→ **Extracted records**
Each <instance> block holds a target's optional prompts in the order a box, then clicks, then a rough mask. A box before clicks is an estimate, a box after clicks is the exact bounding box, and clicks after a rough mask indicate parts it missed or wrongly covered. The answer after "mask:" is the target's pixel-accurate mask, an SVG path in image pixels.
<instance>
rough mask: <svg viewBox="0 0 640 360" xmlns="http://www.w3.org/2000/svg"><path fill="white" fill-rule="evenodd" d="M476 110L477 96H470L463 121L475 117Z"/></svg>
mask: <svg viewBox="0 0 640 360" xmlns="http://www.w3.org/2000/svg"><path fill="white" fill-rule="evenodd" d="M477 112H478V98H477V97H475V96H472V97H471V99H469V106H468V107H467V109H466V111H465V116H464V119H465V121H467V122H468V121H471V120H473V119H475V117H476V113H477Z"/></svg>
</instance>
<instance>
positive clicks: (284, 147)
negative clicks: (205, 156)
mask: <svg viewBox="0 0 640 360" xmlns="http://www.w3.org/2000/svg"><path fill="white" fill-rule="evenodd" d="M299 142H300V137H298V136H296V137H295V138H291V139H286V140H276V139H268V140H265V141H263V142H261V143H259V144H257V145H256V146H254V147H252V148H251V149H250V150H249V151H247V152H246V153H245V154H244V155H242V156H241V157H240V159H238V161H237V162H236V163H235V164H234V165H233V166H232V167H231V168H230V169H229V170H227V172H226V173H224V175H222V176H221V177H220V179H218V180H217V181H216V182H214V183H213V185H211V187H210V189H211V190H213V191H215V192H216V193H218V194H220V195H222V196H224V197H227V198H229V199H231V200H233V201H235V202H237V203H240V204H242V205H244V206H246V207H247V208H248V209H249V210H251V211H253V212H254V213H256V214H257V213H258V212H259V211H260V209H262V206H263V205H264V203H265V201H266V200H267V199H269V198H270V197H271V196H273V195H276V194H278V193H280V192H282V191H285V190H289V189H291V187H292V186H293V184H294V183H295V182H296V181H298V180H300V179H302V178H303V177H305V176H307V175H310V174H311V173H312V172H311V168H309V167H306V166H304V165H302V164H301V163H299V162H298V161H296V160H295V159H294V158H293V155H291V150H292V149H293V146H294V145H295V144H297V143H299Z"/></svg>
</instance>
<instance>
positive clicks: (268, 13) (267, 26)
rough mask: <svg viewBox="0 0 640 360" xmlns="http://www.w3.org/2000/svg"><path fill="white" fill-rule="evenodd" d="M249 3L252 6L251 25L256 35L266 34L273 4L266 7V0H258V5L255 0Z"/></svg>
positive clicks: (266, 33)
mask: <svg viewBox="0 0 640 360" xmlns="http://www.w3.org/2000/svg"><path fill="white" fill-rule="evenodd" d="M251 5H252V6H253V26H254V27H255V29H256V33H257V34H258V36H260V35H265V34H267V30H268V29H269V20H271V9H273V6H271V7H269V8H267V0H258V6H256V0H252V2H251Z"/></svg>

→ **Directions**
Would you give again, word for word, every line from the one with "3L252 6L251 25L256" through the final line of the listing above?

→ **Answer to this task**
rough mask: <svg viewBox="0 0 640 360" xmlns="http://www.w3.org/2000/svg"><path fill="white" fill-rule="evenodd" d="M249 3L252 6L251 25L256 35L266 34L273 4L266 7V0H258V5L255 0Z"/></svg>
positive clicks: (266, 33)
mask: <svg viewBox="0 0 640 360" xmlns="http://www.w3.org/2000/svg"><path fill="white" fill-rule="evenodd" d="M251 5H252V6H253V26H254V27H255V29H256V33H257V34H258V36H260V35H265V34H267V30H268V29H269V20H271V9H273V6H271V7H269V8H267V0H258V6H256V0H252V2H251Z"/></svg>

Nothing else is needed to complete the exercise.